# [About this exercise]
From the line containing "Query: electrical transmission tower" to the last line of the listing, both included, copy every line exactly and drop the pictures.

▼

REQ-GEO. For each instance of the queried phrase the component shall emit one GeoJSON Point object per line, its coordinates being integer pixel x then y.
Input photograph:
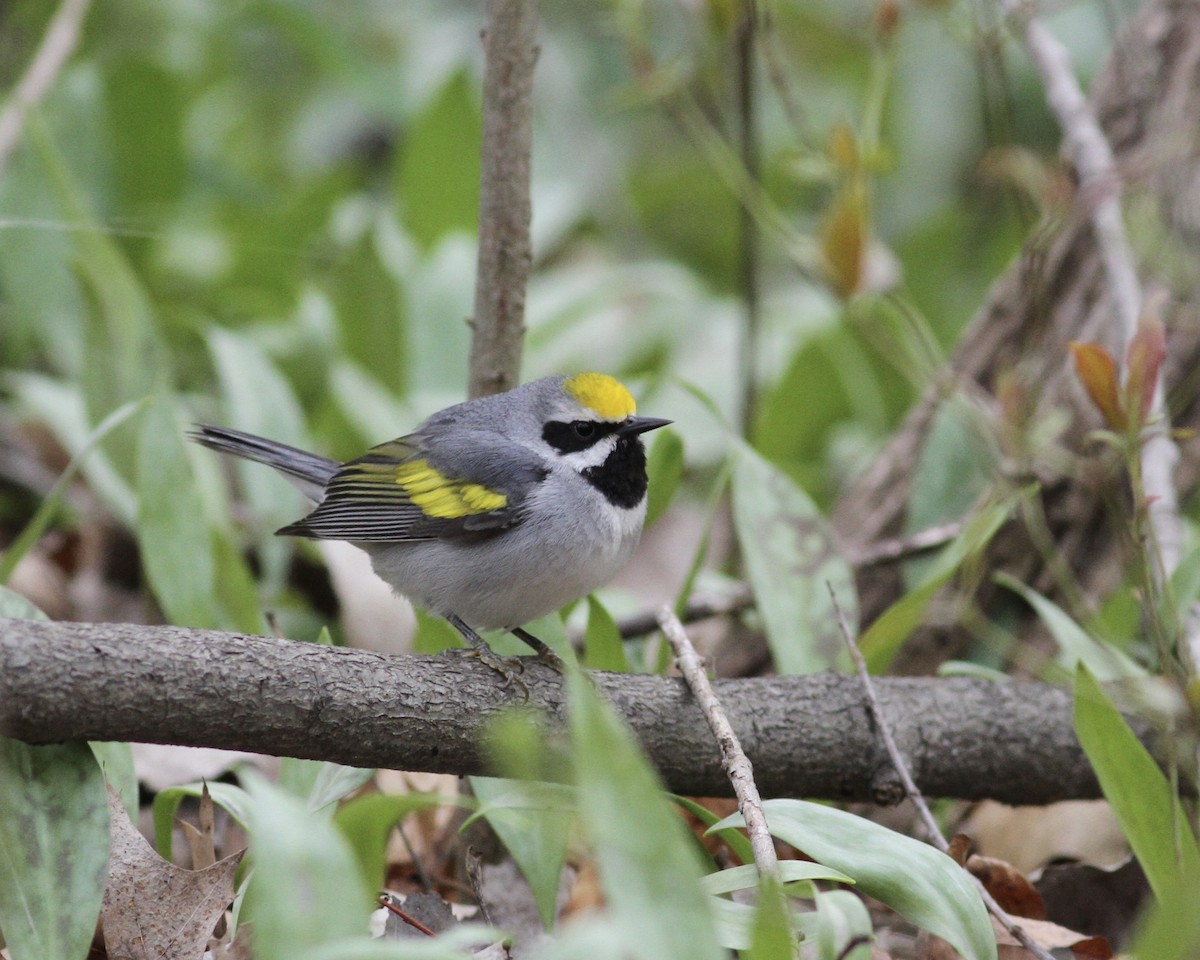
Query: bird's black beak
{"type": "Point", "coordinates": [635, 425]}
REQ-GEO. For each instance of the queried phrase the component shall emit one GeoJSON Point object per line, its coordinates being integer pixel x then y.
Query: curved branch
{"type": "Point", "coordinates": [805, 736]}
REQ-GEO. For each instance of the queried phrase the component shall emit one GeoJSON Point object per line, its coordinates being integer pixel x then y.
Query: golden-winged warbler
{"type": "Point", "coordinates": [492, 513]}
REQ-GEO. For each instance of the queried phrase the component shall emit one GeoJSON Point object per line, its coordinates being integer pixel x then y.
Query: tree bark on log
{"type": "Point", "coordinates": [807, 736]}
{"type": "Point", "coordinates": [1147, 100]}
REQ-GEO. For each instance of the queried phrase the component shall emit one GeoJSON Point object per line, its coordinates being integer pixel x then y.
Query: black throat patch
{"type": "Point", "coordinates": [622, 477]}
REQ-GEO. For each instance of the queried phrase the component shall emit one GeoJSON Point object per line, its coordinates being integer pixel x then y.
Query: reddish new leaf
{"type": "Point", "coordinates": [153, 907]}
{"type": "Point", "coordinates": [1145, 360]}
{"type": "Point", "coordinates": [1098, 372]}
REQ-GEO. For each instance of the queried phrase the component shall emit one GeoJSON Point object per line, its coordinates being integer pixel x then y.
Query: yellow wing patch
{"type": "Point", "coordinates": [604, 395]}
{"type": "Point", "coordinates": [438, 496]}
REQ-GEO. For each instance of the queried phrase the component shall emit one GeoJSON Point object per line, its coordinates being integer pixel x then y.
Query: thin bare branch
{"type": "Point", "coordinates": [915, 795]}
{"type": "Point", "coordinates": [733, 759]}
{"type": "Point", "coordinates": [504, 207]}
{"type": "Point", "coordinates": [61, 37]}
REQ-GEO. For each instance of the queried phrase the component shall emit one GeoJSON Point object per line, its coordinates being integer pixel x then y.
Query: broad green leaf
{"type": "Point", "coordinates": [736, 923]}
{"type": "Point", "coordinates": [53, 849]}
{"type": "Point", "coordinates": [438, 172]}
{"type": "Point", "coordinates": [115, 762]}
{"type": "Point", "coordinates": [25, 540]}
{"type": "Point", "coordinates": [885, 637]}
{"type": "Point", "coordinates": [790, 557]}
{"type": "Point", "coordinates": [367, 821]}
{"type": "Point", "coordinates": [603, 645]}
{"type": "Point", "coordinates": [173, 533]}
{"type": "Point", "coordinates": [771, 937]}
{"type": "Point", "coordinates": [16, 607]}
{"type": "Point", "coordinates": [745, 876]}
{"type": "Point", "coordinates": [954, 468]}
{"type": "Point", "coordinates": [918, 882]}
{"type": "Point", "coordinates": [533, 821]}
{"type": "Point", "coordinates": [735, 839]}
{"type": "Point", "coordinates": [664, 466]}
{"type": "Point", "coordinates": [233, 799]}
{"type": "Point", "coordinates": [457, 943]}
{"type": "Point", "coordinates": [335, 781]}
{"type": "Point", "coordinates": [124, 352]}
{"type": "Point", "coordinates": [648, 864]}
{"type": "Point", "coordinates": [261, 401]}
{"type": "Point", "coordinates": [841, 918]}
{"type": "Point", "coordinates": [1149, 813]}
{"type": "Point", "coordinates": [306, 888]}
{"type": "Point", "coordinates": [1075, 645]}
{"type": "Point", "coordinates": [60, 406]}
{"type": "Point", "coordinates": [237, 593]}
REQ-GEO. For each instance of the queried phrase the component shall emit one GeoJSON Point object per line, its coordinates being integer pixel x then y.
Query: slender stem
{"type": "Point", "coordinates": [748, 227]}
{"type": "Point", "coordinates": [504, 208]}
{"type": "Point", "coordinates": [59, 42]}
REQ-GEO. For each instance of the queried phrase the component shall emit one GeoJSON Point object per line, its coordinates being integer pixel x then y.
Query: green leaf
{"type": "Point", "coordinates": [306, 888]}
{"type": "Point", "coordinates": [53, 849]}
{"type": "Point", "coordinates": [173, 533]}
{"type": "Point", "coordinates": [649, 867]}
{"type": "Point", "coordinates": [25, 540]}
{"type": "Point", "coordinates": [438, 172]}
{"type": "Point", "coordinates": [124, 352]}
{"type": "Point", "coordinates": [664, 466]}
{"type": "Point", "coordinates": [841, 918]}
{"type": "Point", "coordinates": [790, 557]}
{"type": "Point", "coordinates": [954, 468]}
{"type": "Point", "coordinates": [1075, 645]}
{"type": "Point", "coordinates": [16, 607]}
{"type": "Point", "coordinates": [918, 882]}
{"type": "Point", "coordinates": [733, 839]}
{"type": "Point", "coordinates": [771, 937]}
{"type": "Point", "coordinates": [1170, 930]}
{"type": "Point", "coordinates": [533, 821]}
{"type": "Point", "coordinates": [885, 637]}
{"type": "Point", "coordinates": [603, 645]}
{"type": "Point", "coordinates": [745, 876]}
{"type": "Point", "coordinates": [1149, 813]}
{"type": "Point", "coordinates": [367, 821]}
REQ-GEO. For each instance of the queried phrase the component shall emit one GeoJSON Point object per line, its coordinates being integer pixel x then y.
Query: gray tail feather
{"type": "Point", "coordinates": [309, 472]}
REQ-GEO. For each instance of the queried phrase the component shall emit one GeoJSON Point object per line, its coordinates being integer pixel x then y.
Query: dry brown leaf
{"type": "Point", "coordinates": [153, 907]}
{"type": "Point", "coordinates": [1050, 936]}
{"type": "Point", "coordinates": [1012, 889]}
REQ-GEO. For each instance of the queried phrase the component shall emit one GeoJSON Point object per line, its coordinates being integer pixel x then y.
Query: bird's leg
{"type": "Point", "coordinates": [545, 654]}
{"type": "Point", "coordinates": [507, 666]}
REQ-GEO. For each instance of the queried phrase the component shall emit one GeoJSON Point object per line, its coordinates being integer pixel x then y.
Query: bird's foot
{"type": "Point", "coordinates": [509, 667]}
{"type": "Point", "coordinates": [544, 654]}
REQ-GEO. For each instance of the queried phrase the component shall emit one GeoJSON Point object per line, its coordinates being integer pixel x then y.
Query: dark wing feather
{"type": "Point", "coordinates": [413, 490]}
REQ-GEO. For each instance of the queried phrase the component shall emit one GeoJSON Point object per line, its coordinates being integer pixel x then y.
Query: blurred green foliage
{"type": "Point", "coordinates": [263, 213]}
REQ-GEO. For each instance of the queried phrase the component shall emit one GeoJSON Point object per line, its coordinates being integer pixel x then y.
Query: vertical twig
{"type": "Point", "coordinates": [1101, 187]}
{"type": "Point", "coordinates": [733, 759]}
{"type": "Point", "coordinates": [58, 45]}
{"type": "Point", "coordinates": [504, 208]}
{"type": "Point", "coordinates": [748, 227]}
{"type": "Point", "coordinates": [918, 801]}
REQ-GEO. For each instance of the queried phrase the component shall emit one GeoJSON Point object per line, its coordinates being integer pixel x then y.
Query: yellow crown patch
{"type": "Point", "coordinates": [605, 396]}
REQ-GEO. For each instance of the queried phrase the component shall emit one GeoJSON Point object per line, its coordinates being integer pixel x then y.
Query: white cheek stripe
{"type": "Point", "coordinates": [593, 456]}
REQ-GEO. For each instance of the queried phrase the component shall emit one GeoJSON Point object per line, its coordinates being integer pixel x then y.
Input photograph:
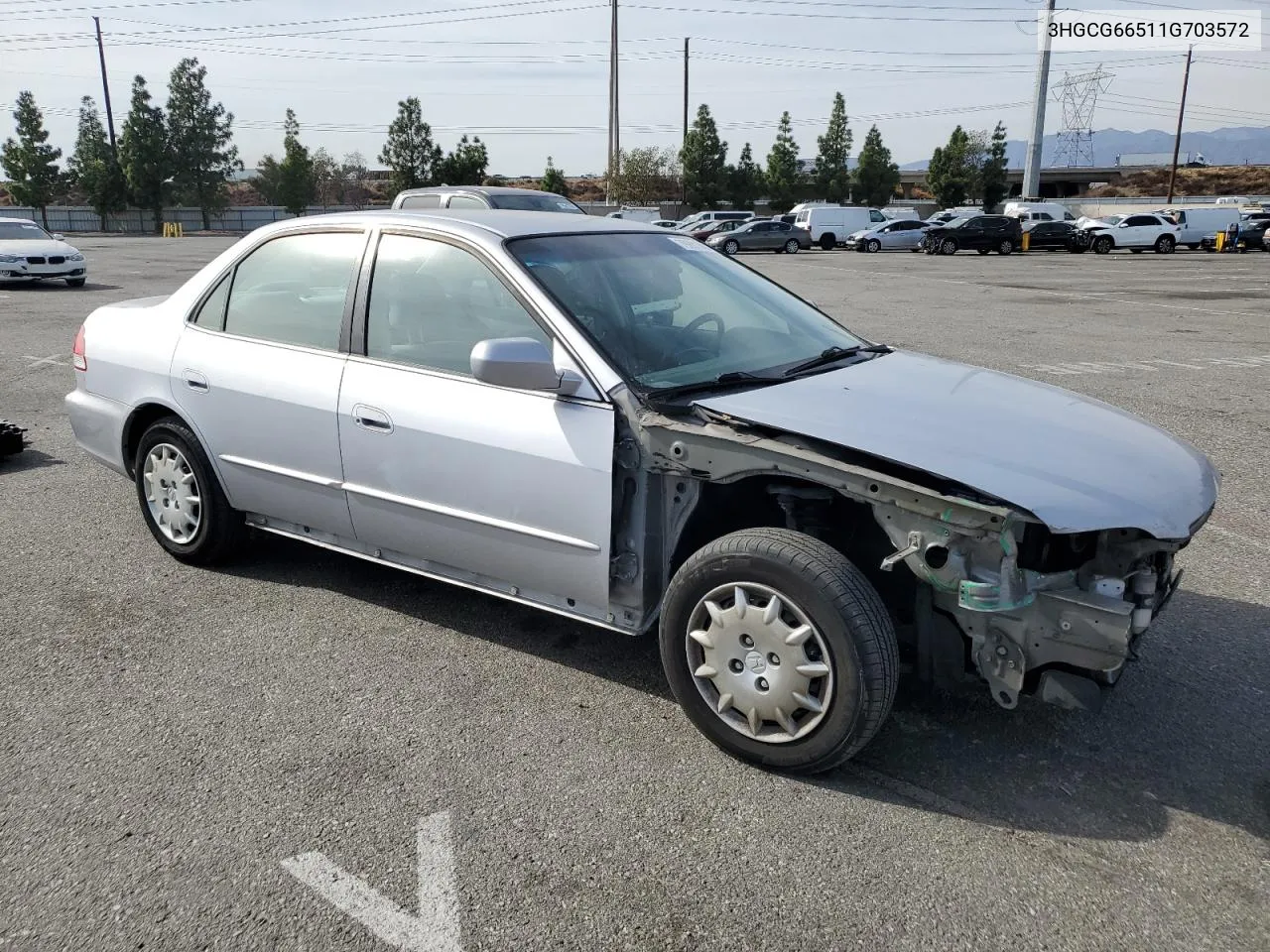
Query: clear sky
{"type": "Point", "coordinates": [531, 76]}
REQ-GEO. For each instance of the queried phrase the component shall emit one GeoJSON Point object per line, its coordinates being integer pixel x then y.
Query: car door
{"type": "Point", "coordinates": [258, 370]}
{"type": "Point", "coordinates": [503, 488]}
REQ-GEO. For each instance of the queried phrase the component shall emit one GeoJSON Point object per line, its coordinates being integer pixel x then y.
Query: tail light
{"type": "Point", "coordinates": [79, 358]}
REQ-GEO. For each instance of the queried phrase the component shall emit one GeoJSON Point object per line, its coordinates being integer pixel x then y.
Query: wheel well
{"type": "Point", "coordinates": [807, 507]}
{"type": "Point", "coordinates": [137, 424]}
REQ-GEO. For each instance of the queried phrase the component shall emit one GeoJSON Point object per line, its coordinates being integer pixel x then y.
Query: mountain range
{"type": "Point", "coordinates": [1237, 145]}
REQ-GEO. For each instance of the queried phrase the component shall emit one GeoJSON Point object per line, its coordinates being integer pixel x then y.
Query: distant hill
{"type": "Point", "coordinates": [1227, 146]}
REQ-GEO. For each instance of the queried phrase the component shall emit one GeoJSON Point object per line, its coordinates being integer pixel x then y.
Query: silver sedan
{"type": "Point", "coordinates": [615, 424]}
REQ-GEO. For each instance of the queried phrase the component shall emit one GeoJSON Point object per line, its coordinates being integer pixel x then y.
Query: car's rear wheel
{"type": "Point", "coordinates": [779, 651]}
{"type": "Point", "coordinates": [181, 498]}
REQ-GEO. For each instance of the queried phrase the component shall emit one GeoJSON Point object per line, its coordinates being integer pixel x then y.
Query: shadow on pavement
{"type": "Point", "coordinates": [1187, 730]}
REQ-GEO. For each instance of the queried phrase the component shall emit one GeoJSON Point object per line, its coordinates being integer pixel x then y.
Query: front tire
{"type": "Point", "coordinates": [802, 684]}
{"type": "Point", "coordinates": [181, 498]}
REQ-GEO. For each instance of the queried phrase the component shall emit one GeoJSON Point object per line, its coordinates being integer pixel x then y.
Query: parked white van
{"type": "Point", "coordinates": [1198, 222]}
{"type": "Point", "coordinates": [829, 225]}
{"type": "Point", "coordinates": [1038, 211]}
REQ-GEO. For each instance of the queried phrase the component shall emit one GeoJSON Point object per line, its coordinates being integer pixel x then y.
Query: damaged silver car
{"type": "Point", "coordinates": [612, 422]}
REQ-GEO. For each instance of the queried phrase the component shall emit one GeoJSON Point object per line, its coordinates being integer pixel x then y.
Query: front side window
{"type": "Point", "coordinates": [431, 303]}
{"type": "Point", "coordinates": [293, 289]}
{"type": "Point", "coordinates": [667, 311]}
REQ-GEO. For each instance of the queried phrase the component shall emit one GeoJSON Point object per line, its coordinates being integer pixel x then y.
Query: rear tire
{"type": "Point", "coordinates": [181, 498]}
{"type": "Point", "coordinates": [846, 665]}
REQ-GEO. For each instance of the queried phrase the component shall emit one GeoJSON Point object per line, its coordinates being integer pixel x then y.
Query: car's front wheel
{"type": "Point", "coordinates": [779, 651]}
{"type": "Point", "coordinates": [181, 498]}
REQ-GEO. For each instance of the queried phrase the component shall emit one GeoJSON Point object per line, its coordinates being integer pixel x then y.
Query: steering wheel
{"type": "Point", "coordinates": [706, 318]}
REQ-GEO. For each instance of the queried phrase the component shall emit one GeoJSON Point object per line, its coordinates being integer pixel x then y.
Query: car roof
{"type": "Point", "coordinates": [476, 189]}
{"type": "Point", "coordinates": [477, 223]}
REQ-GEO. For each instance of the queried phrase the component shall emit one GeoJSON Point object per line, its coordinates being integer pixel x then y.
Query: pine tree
{"type": "Point", "coordinates": [94, 168]}
{"type": "Point", "coordinates": [876, 176]}
{"type": "Point", "coordinates": [28, 160]}
{"type": "Point", "coordinates": [951, 176]}
{"type": "Point", "coordinates": [554, 180]}
{"type": "Point", "coordinates": [705, 162]}
{"type": "Point", "coordinates": [832, 177]}
{"type": "Point", "coordinates": [992, 176]}
{"type": "Point", "coordinates": [296, 182]}
{"type": "Point", "coordinates": [746, 179]}
{"type": "Point", "coordinates": [409, 151]}
{"type": "Point", "coordinates": [783, 169]}
{"type": "Point", "coordinates": [465, 166]}
{"type": "Point", "coordinates": [144, 153]}
{"type": "Point", "coordinates": [200, 137]}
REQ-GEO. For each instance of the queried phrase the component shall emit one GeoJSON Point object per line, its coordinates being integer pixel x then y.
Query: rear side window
{"type": "Point", "coordinates": [293, 290]}
{"type": "Point", "coordinates": [421, 202]}
{"type": "Point", "coordinates": [211, 315]}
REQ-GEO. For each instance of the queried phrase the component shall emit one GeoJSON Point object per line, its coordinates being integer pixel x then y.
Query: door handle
{"type": "Point", "coordinates": [372, 417]}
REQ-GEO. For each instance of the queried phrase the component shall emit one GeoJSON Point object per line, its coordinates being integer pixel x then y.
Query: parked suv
{"type": "Point", "coordinates": [520, 199]}
{"type": "Point", "coordinates": [983, 234]}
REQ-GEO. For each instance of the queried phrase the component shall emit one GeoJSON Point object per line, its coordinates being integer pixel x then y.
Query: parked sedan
{"type": "Point", "coordinates": [762, 235]}
{"type": "Point", "coordinates": [893, 236]}
{"type": "Point", "coordinates": [604, 421]}
{"type": "Point", "coordinates": [1057, 236]}
{"type": "Point", "coordinates": [28, 253]}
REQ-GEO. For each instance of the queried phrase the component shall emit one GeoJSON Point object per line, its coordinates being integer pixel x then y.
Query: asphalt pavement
{"type": "Point", "coordinates": [172, 737]}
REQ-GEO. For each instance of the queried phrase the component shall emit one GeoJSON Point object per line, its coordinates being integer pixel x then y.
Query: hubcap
{"type": "Point", "coordinates": [760, 662]}
{"type": "Point", "coordinates": [172, 493]}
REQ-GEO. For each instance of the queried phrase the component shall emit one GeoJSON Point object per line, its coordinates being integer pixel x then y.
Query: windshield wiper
{"type": "Point", "coordinates": [721, 382]}
{"type": "Point", "coordinates": [833, 354]}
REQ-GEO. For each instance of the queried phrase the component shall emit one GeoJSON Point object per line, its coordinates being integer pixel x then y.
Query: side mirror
{"type": "Point", "coordinates": [521, 363]}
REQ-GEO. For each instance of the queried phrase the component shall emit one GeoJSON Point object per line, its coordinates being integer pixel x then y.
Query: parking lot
{"type": "Point", "coordinates": [173, 735]}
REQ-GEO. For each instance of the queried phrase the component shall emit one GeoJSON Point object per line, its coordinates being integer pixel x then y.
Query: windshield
{"type": "Point", "coordinates": [535, 203]}
{"type": "Point", "coordinates": [22, 231]}
{"type": "Point", "coordinates": [667, 311]}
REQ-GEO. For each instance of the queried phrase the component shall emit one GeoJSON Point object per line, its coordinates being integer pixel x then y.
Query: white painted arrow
{"type": "Point", "coordinates": [436, 925]}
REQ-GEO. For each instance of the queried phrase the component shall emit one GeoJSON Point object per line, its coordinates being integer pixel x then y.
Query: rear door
{"type": "Point", "coordinates": [258, 372]}
{"type": "Point", "coordinates": [503, 488]}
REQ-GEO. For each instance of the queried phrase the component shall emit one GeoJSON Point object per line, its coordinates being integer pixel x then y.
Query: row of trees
{"type": "Point", "coordinates": [708, 178]}
{"type": "Point", "coordinates": [181, 153]}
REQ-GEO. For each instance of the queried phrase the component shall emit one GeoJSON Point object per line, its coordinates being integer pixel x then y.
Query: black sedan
{"type": "Point", "coordinates": [1057, 236]}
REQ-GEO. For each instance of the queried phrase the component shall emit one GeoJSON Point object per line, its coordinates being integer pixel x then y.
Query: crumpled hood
{"type": "Point", "coordinates": [1078, 463]}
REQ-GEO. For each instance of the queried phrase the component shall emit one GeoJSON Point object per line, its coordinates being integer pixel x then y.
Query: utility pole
{"type": "Point", "coordinates": [685, 89]}
{"type": "Point", "coordinates": [1032, 168]}
{"type": "Point", "coordinates": [1178, 139]}
{"type": "Point", "coordinates": [105, 85]}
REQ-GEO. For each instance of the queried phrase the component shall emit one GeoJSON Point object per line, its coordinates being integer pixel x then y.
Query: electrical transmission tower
{"type": "Point", "coordinates": [1079, 95]}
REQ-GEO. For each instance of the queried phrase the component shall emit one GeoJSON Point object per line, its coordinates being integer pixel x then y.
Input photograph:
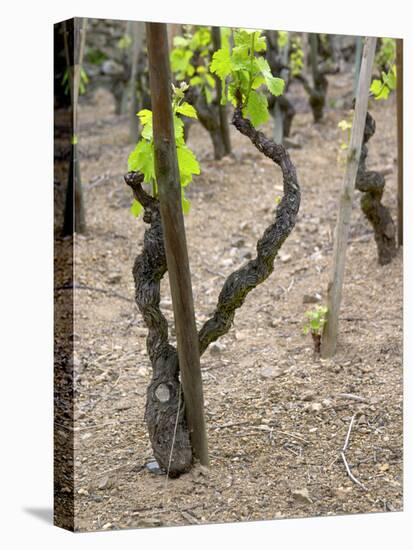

▲

# [Response to the exercise]
Query: electrical transmission tower
{"type": "Point", "coordinates": [1079, 95]}
REQ-GEO. For each instance of the queried phrase the component shall emit one GeoJSON Point object per line, its coordinates being integer pixel x then y.
Input photograph:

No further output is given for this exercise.